What is required:
Every entry is to be restated exactly; pictures are not part of the copy.

Data entries
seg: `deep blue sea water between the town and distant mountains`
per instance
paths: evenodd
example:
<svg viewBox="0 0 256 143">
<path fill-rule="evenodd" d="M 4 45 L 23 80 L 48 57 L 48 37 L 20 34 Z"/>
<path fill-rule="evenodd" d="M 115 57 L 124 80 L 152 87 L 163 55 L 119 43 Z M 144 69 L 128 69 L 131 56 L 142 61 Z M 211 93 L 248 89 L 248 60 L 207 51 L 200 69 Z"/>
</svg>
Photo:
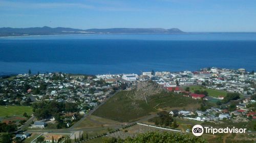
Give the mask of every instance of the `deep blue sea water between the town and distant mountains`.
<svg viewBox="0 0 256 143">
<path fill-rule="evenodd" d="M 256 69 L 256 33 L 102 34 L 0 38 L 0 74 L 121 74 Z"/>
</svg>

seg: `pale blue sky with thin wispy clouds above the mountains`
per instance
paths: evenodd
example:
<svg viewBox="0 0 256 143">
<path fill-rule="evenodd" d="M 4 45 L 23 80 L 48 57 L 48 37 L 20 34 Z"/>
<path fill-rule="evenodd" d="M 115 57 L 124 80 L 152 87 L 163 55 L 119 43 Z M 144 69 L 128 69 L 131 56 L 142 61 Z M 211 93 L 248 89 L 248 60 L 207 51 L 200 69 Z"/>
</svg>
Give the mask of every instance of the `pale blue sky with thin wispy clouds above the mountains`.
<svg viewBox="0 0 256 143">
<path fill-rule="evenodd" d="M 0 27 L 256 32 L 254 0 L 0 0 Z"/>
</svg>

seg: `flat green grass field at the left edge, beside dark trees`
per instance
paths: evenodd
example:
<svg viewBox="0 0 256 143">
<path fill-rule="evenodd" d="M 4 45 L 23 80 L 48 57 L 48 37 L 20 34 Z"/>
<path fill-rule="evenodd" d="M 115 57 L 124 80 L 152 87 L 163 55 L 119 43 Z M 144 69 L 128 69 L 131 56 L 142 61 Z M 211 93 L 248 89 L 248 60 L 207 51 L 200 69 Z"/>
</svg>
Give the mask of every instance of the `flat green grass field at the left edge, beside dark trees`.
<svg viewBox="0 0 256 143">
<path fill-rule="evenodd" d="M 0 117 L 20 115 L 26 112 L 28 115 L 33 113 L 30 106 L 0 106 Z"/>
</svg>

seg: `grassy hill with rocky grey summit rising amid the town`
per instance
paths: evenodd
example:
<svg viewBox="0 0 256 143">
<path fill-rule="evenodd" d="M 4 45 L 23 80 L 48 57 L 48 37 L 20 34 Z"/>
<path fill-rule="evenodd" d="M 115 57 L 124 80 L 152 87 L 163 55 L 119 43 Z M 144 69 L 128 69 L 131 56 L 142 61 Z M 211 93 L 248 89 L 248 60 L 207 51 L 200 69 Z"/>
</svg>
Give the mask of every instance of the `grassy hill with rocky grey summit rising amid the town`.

Solution:
seg: `deep blue sea water between the town and distant mountains`
per instance
paths: evenodd
example:
<svg viewBox="0 0 256 143">
<path fill-rule="evenodd" d="M 4 45 L 23 80 L 48 57 L 48 37 L 20 34 Z"/>
<path fill-rule="evenodd" d="M 115 57 L 124 80 L 152 87 L 163 55 L 119 43 Z M 144 69 L 128 69 L 131 56 L 142 61 Z M 211 93 L 248 89 L 248 60 L 207 51 L 200 69 Z"/>
</svg>
Photo:
Give the mask of every instance of the `deep blue sea water between the town and distant mountains`.
<svg viewBox="0 0 256 143">
<path fill-rule="evenodd" d="M 256 69 L 256 33 L 102 34 L 0 38 L 0 74 L 121 74 Z"/>
</svg>

seg: `pale blue sky with thin wispy clouds above the mountains`
per instance
paths: evenodd
example:
<svg viewBox="0 0 256 143">
<path fill-rule="evenodd" d="M 4 45 L 23 80 L 48 57 L 48 37 L 20 34 Z"/>
<path fill-rule="evenodd" d="M 115 57 L 124 80 L 152 87 L 163 55 L 119 43 Z M 144 69 L 128 69 L 131 56 L 142 61 Z M 211 93 L 248 89 L 248 60 L 207 51 L 200 69 Z"/>
</svg>
Give the mask of every instance of the `pale blue sky with thin wispy clouds above the mountains`.
<svg viewBox="0 0 256 143">
<path fill-rule="evenodd" d="M 0 27 L 256 32 L 254 0 L 0 0 Z"/>
</svg>

seg: `flat green grass field at the left edge, beside dark trees`
per instance
paths: evenodd
example:
<svg viewBox="0 0 256 143">
<path fill-rule="evenodd" d="M 4 45 L 23 80 L 48 57 L 48 37 L 20 34 Z"/>
<path fill-rule="evenodd" d="M 115 57 L 124 80 L 152 87 L 163 55 L 119 43 Z M 144 69 L 128 69 L 131 56 L 142 61 Z M 211 93 L 248 89 L 248 60 L 207 51 L 200 69 Z"/>
</svg>
Give the mask of every instance of the `flat green grass field at the left edge, beside dark trees`.
<svg viewBox="0 0 256 143">
<path fill-rule="evenodd" d="M 0 117 L 20 115 L 26 112 L 28 115 L 33 113 L 30 106 L 0 106 Z"/>
</svg>

seg: `grassy hill with rocky grey summit rising amid the town`
per instance
paths: evenodd
example:
<svg viewBox="0 0 256 143">
<path fill-rule="evenodd" d="M 4 45 L 23 80 L 48 57 L 48 37 L 20 34 Z"/>
<path fill-rule="evenodd" d="M 115 57 L 124 80 L 152 87 L 163 55 L 119 43 Z M 144 69 L 128 69 L 131 56 L 142 61 Z M 211 93 L 248 89 L 248 60 L 207 51 L 200 69 Z"/>
</svg>
Give the mask of every instance of the `grassy hill with rocky grey summit rising amid the town`.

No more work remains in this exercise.